PROBLEM TO SOLVE =>
Which lines in the entries below contain the word "countertop"? Report each such line in full.

(Source records)

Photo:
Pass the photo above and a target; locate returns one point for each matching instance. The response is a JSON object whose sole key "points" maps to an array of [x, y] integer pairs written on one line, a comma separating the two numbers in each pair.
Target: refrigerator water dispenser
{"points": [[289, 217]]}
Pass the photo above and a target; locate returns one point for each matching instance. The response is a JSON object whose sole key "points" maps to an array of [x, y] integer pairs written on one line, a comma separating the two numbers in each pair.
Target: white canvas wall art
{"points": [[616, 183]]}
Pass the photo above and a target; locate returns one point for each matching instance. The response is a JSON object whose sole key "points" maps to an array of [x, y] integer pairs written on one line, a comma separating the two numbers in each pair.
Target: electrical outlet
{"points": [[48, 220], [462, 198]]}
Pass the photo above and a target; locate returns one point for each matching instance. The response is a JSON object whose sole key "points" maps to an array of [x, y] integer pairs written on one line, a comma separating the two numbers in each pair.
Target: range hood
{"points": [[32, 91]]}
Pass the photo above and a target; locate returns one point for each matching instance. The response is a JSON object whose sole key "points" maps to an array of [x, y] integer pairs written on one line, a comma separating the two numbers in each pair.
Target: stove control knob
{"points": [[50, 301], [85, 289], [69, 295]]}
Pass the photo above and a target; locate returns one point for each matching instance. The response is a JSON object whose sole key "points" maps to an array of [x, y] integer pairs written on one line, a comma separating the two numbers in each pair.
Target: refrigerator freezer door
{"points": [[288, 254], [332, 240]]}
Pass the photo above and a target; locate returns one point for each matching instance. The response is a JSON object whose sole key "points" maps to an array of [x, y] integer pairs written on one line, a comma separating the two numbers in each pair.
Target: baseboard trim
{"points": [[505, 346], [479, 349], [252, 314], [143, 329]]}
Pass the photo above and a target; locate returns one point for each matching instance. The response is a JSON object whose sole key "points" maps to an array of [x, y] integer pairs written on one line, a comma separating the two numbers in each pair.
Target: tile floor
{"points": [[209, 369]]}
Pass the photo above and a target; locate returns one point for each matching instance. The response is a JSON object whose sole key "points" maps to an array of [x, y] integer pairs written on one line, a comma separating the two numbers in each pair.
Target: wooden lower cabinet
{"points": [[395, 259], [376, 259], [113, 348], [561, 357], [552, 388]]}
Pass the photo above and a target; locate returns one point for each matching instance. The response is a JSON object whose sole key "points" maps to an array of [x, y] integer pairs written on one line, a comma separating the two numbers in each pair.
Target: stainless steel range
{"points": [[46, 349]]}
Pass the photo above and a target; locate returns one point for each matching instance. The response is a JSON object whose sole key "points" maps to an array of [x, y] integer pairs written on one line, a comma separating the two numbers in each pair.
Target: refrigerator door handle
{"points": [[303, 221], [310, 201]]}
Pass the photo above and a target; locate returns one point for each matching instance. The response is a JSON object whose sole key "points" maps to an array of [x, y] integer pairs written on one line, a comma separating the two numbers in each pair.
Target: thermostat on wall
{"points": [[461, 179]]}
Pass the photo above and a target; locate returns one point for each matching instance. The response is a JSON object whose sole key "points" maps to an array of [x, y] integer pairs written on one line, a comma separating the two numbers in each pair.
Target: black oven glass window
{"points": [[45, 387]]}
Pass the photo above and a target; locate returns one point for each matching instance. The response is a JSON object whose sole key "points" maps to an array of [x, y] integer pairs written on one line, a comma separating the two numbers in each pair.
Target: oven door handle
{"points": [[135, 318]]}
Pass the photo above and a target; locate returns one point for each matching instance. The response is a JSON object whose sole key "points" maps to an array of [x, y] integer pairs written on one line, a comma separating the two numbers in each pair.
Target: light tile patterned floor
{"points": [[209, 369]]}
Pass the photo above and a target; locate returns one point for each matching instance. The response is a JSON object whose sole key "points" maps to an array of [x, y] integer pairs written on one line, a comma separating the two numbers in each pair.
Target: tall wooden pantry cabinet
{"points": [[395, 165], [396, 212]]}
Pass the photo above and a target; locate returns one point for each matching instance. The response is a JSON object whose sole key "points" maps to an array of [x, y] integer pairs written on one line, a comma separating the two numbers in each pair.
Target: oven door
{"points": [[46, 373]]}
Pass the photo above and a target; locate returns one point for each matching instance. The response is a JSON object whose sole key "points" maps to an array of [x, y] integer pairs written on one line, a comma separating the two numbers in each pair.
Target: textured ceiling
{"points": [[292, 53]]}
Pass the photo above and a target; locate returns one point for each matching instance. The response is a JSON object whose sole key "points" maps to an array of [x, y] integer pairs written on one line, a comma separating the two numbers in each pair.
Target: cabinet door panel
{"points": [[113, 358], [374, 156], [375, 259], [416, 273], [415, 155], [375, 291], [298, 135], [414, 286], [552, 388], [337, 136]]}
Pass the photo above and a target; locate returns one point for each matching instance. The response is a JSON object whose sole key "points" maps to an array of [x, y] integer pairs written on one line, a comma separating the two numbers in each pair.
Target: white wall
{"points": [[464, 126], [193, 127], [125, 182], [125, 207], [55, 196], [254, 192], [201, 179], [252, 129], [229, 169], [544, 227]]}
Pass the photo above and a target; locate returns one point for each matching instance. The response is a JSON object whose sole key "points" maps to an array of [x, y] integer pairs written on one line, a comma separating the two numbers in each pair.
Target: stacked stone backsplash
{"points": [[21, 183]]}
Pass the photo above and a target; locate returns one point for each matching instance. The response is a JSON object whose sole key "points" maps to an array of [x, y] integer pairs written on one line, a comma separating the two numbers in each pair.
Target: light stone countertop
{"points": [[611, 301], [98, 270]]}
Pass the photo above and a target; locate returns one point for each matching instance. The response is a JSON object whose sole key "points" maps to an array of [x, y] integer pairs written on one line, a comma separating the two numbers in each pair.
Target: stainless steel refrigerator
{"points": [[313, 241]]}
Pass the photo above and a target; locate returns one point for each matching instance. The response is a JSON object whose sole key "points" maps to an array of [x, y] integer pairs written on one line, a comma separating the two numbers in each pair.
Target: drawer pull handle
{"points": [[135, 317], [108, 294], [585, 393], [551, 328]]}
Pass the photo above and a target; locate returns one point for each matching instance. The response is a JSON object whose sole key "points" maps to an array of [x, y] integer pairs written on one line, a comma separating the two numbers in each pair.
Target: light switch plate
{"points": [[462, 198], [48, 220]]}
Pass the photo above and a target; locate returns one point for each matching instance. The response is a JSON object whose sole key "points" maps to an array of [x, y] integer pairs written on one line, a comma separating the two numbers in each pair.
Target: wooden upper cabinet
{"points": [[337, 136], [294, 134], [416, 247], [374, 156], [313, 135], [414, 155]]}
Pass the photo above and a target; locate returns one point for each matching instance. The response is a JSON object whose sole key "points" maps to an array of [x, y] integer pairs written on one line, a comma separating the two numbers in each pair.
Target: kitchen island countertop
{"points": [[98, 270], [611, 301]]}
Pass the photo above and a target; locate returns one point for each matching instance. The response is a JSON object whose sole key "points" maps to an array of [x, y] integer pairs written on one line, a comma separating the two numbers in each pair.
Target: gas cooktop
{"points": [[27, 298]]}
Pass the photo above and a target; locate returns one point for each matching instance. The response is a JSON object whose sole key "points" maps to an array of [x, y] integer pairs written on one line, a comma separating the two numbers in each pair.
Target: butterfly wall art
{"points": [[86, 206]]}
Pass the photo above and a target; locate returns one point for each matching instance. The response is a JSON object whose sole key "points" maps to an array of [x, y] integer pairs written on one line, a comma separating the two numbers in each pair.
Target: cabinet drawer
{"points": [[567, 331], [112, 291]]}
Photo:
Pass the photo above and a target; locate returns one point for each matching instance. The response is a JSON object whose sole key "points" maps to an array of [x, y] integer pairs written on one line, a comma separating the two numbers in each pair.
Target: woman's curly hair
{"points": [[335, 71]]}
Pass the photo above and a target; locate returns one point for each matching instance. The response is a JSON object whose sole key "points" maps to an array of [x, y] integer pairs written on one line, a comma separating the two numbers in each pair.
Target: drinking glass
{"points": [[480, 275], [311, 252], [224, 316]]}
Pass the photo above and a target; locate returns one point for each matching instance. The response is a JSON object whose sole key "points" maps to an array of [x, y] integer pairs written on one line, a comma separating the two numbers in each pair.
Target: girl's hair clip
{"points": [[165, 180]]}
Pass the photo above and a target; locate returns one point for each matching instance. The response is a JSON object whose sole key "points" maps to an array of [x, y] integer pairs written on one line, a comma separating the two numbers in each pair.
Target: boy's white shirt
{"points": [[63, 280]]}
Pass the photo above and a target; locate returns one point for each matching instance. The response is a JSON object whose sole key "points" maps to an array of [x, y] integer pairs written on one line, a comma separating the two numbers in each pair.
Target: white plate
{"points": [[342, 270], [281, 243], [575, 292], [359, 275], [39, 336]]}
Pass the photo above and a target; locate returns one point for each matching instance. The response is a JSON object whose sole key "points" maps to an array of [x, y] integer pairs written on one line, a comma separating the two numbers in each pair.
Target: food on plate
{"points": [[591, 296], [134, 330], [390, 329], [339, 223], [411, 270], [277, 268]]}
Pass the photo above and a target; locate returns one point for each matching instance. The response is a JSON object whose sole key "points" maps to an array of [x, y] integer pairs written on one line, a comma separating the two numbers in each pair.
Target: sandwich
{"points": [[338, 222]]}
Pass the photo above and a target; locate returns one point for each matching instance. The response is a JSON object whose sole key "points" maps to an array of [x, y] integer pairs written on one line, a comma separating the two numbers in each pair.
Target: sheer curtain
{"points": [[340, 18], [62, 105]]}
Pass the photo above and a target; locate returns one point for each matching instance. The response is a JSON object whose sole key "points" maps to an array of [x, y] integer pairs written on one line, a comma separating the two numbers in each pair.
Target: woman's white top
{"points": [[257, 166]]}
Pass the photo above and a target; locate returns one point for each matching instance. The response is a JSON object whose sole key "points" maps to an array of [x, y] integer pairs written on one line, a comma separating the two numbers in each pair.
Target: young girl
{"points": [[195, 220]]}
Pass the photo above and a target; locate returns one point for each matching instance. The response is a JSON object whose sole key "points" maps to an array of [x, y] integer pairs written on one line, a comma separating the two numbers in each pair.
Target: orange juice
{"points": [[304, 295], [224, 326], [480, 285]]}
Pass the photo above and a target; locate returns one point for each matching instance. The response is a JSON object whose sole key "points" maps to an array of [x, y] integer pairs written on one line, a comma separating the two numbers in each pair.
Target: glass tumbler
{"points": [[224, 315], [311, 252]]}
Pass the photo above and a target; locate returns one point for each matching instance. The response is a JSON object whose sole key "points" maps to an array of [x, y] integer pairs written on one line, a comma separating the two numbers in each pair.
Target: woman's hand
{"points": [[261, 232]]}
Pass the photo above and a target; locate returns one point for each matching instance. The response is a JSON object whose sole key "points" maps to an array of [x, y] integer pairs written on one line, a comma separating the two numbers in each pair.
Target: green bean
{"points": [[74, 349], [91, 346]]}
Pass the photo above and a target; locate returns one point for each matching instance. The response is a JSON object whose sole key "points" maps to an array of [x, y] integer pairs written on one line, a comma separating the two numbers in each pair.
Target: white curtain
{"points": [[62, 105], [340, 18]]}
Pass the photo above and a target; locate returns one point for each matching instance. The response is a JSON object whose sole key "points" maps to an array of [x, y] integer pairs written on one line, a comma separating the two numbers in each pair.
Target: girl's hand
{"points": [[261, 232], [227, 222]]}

RESPONSE TO THIS TASK =>
Target: light stone countertop
Target: kitchen island countertop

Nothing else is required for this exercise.